§ **Action item**: Exact copy required. Repeat the records, but keep the pictures out.

§ **Data under study**:
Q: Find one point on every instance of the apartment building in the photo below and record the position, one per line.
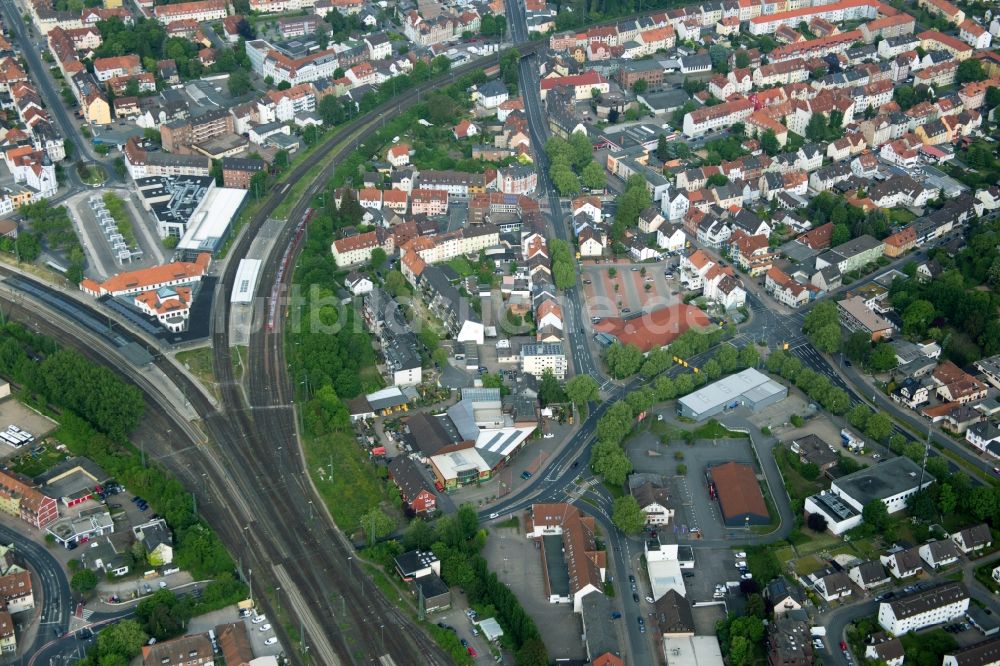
(143, 164)
(200, 11)
(923, 609)
(700, 121)
(536, 358)
(106, 69)
(358, 249)
(179, 136)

§ **Your solution**:
Q: Find one point on every instance of the apartment building in the photo below and record the position, one per line.
(143, 164)
(200, 11)
(923, 609)
(700, 121)
(536, 358)
(106, 69)
(358, 249)
(179, 136)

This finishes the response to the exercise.